* begin *

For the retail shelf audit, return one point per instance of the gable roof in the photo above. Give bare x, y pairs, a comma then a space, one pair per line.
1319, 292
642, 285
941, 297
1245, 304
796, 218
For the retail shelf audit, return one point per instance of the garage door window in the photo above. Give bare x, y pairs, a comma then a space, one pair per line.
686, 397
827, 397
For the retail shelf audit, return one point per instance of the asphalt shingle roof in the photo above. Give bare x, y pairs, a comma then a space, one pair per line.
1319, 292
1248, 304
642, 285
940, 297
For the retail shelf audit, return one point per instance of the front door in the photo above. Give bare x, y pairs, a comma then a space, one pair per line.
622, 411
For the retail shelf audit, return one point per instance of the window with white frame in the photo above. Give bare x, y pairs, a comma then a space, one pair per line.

* end *

## What you have to do
Rewrite every record above, substituting "one pair to a line" for each occurrence of "one pair per line" and keeping everything else the same.

## Solution for this problem
For the retail shelf audit, return one point per instance of the gable roof in the photo above. Give bare x, y pairs, a comma then a space, one pair to a line.
1319, 292
642, 285
941, 297
1245, 304
796, 218
For the retail shelf audit, return one point per instance of the garage door window in the photo above. Give bare x, y pairs, a comma then a space, one pair to a line.
686, 397
827, 397
For the retail shelf audit, return one point per instance of the asphalt shingle roof in the photo above. Give bare x, y pairs, a comma then a space, one pair to a line.
1319, 292
1248, 304
642, 285
940, 297
For the retail shelf audit, return one point per instance of the front door in the photo above. Give bare x, y pairs, a comma then a space, one pair to a line.
622, 411
For the retail shelf audit, return one point per instance of the window with white frame in the photo above. Give bare x, y pairs, a comma then a space, one pair to a line.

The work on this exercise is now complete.